__Task__. Carry on the thread about PCR testing and false positives below, picking up after its final sentence.

__Text segment__.
--------------------------------

1\\But but... you ran it to 40-45 cycles?
This is an argument that needs dissection.

The protocols you see in EUAs are speaking to the Camera time not the Call time. To call at 37Ct... you need to see the slope of the curve out to 40. It doesn't mean they are calling at 40.
2/Summertime positivity rates cannot be used as a proxy for wintertime false positive rates.

The virome in the winter is rich in HCoVs not present in the summer. I would assume the background microbiome is as well.
But we tested the Primers against HCoV in our exclusion analysis!

Sure.... but Just 4.

We just witness the S-gene amplicon drop out in the second season of C19 and we should expect HCoVs to have similar diversity.
And some primer designs intended this.
3/But we sequence a subset of samples.

Squid ink. Is the data public?

Sequencing is usually performed on samples with low Ct as its difficult/^$ to sequence samples with high Ct.

Many sequencing methods must amplify the genome before sequencing it.
So lets say you have a sample that has more HCoV than SARs. You go to PCR its genome with a couple dozen different primers than the primers that delivered you the qPCR signal. You are going to sequence what amplifies most efficiently. This is not a whole virome survey. This is..
And it's performed on samples that qPCR below a certain threshold so there are multiple selections going on with what is being sequence confirmed.

When PCR cycles are used prior to sequencing you loose quantitation information in the sequencing data.

https://www.future-science.com/doi/10.2144/000113809
All that said, I think the larger source for FPs is related to how long people remain qPCR positive post infectiousness.

--------------------------------

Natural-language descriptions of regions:
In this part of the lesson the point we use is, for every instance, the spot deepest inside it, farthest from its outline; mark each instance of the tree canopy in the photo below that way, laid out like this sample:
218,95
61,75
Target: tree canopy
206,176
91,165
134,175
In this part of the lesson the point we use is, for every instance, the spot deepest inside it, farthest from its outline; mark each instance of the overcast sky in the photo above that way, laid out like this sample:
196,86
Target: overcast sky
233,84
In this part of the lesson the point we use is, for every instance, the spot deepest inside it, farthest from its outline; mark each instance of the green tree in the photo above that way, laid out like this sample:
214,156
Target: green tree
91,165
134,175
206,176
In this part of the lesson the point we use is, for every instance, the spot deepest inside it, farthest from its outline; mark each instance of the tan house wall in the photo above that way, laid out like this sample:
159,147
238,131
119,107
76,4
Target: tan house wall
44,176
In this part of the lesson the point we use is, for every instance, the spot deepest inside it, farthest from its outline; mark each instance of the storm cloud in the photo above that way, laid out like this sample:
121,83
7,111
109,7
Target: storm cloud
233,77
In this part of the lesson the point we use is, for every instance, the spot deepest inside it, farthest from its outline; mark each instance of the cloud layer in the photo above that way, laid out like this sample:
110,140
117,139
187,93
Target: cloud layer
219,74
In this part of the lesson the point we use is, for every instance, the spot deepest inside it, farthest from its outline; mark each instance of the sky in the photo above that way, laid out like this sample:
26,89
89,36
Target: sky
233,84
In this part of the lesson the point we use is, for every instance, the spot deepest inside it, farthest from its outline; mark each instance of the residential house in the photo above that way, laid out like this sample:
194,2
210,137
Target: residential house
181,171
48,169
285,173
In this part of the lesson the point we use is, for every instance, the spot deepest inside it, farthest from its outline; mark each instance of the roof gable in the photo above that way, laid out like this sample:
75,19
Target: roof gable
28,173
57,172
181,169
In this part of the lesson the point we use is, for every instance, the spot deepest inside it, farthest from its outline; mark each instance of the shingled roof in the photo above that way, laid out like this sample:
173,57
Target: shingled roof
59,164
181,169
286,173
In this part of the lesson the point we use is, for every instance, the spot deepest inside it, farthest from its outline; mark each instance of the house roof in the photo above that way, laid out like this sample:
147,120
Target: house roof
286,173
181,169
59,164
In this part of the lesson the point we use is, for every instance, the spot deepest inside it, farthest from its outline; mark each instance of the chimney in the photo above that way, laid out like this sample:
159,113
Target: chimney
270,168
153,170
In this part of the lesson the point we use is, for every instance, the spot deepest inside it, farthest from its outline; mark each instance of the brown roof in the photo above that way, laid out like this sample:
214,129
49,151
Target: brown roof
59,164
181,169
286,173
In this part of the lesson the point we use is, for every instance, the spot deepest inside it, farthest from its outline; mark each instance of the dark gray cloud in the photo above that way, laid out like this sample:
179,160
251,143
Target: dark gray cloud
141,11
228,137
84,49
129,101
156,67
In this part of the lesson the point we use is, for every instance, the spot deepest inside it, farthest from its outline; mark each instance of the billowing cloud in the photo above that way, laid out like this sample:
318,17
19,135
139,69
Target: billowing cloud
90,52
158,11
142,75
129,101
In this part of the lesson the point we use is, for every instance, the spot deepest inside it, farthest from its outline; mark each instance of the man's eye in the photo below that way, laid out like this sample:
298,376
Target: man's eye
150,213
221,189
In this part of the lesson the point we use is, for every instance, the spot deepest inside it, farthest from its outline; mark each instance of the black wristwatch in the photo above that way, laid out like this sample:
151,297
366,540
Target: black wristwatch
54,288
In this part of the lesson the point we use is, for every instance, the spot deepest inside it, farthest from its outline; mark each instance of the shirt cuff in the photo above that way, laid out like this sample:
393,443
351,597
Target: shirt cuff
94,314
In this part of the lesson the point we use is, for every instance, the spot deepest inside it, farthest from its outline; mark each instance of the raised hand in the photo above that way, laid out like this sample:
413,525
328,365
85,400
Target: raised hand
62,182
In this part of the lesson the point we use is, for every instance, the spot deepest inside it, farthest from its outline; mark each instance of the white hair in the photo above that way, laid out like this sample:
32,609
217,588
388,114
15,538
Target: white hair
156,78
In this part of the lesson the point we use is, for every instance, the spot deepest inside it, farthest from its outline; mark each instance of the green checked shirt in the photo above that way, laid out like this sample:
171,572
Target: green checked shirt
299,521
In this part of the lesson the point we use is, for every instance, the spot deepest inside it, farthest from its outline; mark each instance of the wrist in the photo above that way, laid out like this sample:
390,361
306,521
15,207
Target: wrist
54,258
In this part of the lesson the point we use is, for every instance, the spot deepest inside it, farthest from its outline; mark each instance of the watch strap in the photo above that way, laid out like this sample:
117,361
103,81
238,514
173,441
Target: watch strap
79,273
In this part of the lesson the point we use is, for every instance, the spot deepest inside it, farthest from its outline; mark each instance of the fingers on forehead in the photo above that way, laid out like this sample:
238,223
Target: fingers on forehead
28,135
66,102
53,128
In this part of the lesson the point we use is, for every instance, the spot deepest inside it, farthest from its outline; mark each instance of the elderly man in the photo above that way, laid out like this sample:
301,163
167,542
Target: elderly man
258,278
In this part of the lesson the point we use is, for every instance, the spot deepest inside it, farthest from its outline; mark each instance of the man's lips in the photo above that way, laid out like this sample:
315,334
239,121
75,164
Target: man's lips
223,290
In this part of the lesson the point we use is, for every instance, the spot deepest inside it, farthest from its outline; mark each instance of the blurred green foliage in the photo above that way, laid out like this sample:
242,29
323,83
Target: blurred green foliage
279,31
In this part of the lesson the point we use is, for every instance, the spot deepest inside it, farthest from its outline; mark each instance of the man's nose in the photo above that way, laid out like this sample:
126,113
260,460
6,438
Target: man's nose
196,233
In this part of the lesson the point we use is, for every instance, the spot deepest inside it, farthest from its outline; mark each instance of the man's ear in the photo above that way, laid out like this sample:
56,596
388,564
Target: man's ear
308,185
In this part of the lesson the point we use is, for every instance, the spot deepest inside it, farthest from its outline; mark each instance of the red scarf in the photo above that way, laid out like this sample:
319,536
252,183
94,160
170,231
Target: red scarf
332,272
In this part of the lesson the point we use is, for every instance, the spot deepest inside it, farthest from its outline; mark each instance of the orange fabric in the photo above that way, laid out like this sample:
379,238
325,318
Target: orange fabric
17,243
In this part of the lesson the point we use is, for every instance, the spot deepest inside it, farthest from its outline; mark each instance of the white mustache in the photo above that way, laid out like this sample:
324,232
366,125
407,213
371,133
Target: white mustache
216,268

--------------------------------

__Task output__.
The infection window is 7-10 days and Liotti et al has seen patients 77 days qPCR positive (mean 48.6). So there could be a 5:1 - 10:1 false quarantine rate.
Labs will claim there is nothing they can do about this. Its not a FP as we picked up RNA.

They could stick to testing only symptomatics to improve their PPV and test twice to get a viral load change.
But But.. The real problem is False negatives so we cant afford to cut the cycle number.

This is not true. The false negatives are from an entirely different problem related to the sample prep and swabbing procedures being highly variable. No amount of PCR will rescue Poisson.
Dahdouh et al cover this.
10-13 Ct variance in Human RNaseP gene. This is a matrix control that tells you how well your collection and prep performed. If you do not normalize to this you cannot honestly call it a viral load as you have no denominator. https://pubmed.ncbi.nlm.nih.gov/33131699/ 
One of our complaints about the Corman-Drosten test is that is has no Human RNaseP gene target so you cant actually measure viral load.

These sampling False negatives should not be conflated with the false negatives due to poor primer design and PCR sensitivity. They are diff.
So the 'UK scariant' is a reminder that our EUAs are built on as little as 40 samples in the test set with a limited diversity in the exclusion test. The sequencing assays being used to claim specificity have their own bias. But the long tail of +vity is whats killing us.